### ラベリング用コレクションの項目

++++++++++

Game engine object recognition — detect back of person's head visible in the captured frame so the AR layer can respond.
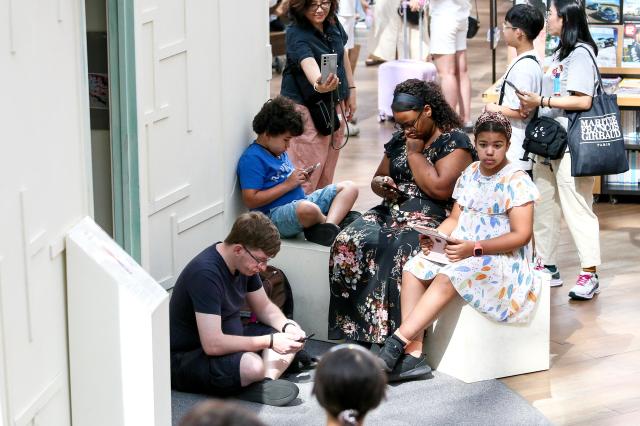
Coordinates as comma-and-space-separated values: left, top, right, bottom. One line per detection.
392, 78, 462, 132
253, 96, 304, 136
289, 0, 338, 24
504, 4, 544, 41
180, 399, 264, 426
473, 111, 511, 143
313, 344, 387, 425
552, 0, 598, 60
224, 212, 280, 257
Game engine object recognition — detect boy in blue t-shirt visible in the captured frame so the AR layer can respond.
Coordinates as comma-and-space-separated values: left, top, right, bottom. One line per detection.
238, 96, 358, 246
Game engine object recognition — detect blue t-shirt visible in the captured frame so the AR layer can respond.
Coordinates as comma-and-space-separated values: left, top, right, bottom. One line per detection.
238, 141, 305, 214
280, 19, 349, 104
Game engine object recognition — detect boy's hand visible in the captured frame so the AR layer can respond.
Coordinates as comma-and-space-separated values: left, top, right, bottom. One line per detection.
444, 238, 474, 262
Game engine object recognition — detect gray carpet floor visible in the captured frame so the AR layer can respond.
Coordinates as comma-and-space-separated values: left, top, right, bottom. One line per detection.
172, 342, 551, 426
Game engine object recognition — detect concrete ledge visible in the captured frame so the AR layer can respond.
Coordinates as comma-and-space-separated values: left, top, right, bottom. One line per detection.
270, 234, 330, 341
424, 271, 551, 383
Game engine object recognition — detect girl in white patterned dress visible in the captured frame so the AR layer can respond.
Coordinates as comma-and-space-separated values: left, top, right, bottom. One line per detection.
378, 112, 540, 381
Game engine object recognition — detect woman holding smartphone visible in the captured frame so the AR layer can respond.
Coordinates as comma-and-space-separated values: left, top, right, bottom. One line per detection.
518, 0, 600, 300
280, 0, 356, 194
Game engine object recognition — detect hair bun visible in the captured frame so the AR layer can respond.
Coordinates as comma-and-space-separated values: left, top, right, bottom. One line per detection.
338, 409, 358, 426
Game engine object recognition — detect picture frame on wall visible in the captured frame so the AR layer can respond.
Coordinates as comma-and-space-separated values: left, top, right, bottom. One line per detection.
585, 0, 621, 24
622, 0, 640, 23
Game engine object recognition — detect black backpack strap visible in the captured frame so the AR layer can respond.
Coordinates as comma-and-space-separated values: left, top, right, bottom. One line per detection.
498, 55, 540, 105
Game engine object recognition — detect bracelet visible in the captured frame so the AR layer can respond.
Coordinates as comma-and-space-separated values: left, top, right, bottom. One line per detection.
282, 321, 296, 333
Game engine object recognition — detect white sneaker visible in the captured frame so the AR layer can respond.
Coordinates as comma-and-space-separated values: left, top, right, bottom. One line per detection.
569, 272, 600, 300
535, 264, 562, 287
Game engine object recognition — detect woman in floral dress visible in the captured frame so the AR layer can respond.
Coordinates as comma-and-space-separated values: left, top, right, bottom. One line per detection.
329, 79, 476, 343
378, 112, 540, 381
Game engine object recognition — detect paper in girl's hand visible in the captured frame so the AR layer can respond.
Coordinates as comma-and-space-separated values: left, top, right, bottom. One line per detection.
411, 225, 454, 265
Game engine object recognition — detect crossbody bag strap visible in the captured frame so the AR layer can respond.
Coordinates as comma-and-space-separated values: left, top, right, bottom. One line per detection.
498, 55, 540, 105
576, 45, 604, 95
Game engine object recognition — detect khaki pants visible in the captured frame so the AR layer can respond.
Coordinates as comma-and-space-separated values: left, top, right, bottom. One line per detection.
533, 152, 600, 268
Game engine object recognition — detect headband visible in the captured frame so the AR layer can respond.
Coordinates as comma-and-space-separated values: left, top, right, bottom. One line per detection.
391, 93, 425, 112
473, 111, 511, 141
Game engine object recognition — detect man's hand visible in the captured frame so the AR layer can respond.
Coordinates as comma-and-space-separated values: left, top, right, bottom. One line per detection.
444, 238, 474, 262
273, 327, 304, 355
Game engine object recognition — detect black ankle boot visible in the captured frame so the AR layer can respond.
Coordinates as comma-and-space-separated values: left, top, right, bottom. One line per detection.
378, 334, 404, 373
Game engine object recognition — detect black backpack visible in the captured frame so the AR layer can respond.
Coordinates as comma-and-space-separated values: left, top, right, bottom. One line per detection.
522, 115, 567, 170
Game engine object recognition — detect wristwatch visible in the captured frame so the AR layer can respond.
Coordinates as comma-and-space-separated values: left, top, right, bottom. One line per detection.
473, 241, 483, 257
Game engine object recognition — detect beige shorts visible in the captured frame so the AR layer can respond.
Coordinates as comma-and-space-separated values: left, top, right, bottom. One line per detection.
430, 16, 469, 55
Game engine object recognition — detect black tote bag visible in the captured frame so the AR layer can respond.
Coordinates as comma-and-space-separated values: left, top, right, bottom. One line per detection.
567, 46, 629, 177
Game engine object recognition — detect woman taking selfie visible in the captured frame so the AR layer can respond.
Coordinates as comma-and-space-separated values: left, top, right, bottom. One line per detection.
518, 0, 600, 300
280, 0, 356, 194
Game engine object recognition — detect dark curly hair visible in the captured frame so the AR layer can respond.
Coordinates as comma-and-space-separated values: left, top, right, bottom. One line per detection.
253, 96, 304, 136
289, 0, 338, 25
393, 78, 462, 132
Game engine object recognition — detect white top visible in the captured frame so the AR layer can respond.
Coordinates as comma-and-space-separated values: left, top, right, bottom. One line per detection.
430, 0, 471, 20
338, 0, 356, 17
540, 43, 598, 129
502, 50, 542, 170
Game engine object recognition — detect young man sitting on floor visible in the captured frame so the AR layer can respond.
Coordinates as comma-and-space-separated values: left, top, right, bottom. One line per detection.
169, 212, 305, 405
238, 96, 358, 246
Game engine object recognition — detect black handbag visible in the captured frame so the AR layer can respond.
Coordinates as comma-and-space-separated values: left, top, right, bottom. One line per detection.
467, 0, 480, 38
567, 46, 629, 177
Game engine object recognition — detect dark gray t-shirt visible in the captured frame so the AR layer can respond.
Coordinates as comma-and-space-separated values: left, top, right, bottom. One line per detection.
539, 43, 598, 129
169, 243, 262, 352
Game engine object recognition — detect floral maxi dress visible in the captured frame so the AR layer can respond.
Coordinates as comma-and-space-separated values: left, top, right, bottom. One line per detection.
404, 162, 540, 322
329, 130, 476, 343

++++++++++

### 作業の目的
項目の冒頭から「172, 342, 551, 426」を含む行まで(両端を含む)を、「AR layer」を「AR overlay」に置き換え、ほかは一切変えずに更新してください。画像は出力に含めないこと。

### 結果
Game engine object recognition — detect back of person's head visible in the captured frame so the AR overlay can respond.
Coordinates as comma-and-space-separated values: left, top, right, bottom. One line per detection.
392, 78, 462, 132
253, 96, 304, 136
289, 0, 338, 24
504, 4, 544, 41
180, 399, 264, 426
473, 111, 511, 143
313, 344, 387, 425
552, 0, 598, 60
224, 212, 280, 257
Game engine object recognition — detect boy in blue t-shirt visible in the captured frame so the AR overlay can respond.
Coordinates as comma-and-space-separated values: left, top, right, bottom. One line per detection.
238, 96, 358, 246
Game engine object recognition — detect blue t-shirt visible in the captured frame so the AR overlay can respond.
Coordinates as comma-and-space-separated values: left, top, right, bottom. One line per detection.
238, 141, 305, 214
280, 19, 349, 104
Game engine object recognition — detect boy's hand visible in the captured frame so the AR overlay can respond.
Coordinates as comma-and-space-separated values: left, top, right, bottom. One line per detection.
444, 238, 474, 262
Game engine object recognition — detect gray carpet floor visible in the captured frame so the AR overlay can respond.
Coordinates as comma-and-space-separated values: left, top, right, bottom. One line per detection.
172, 342, 551, 426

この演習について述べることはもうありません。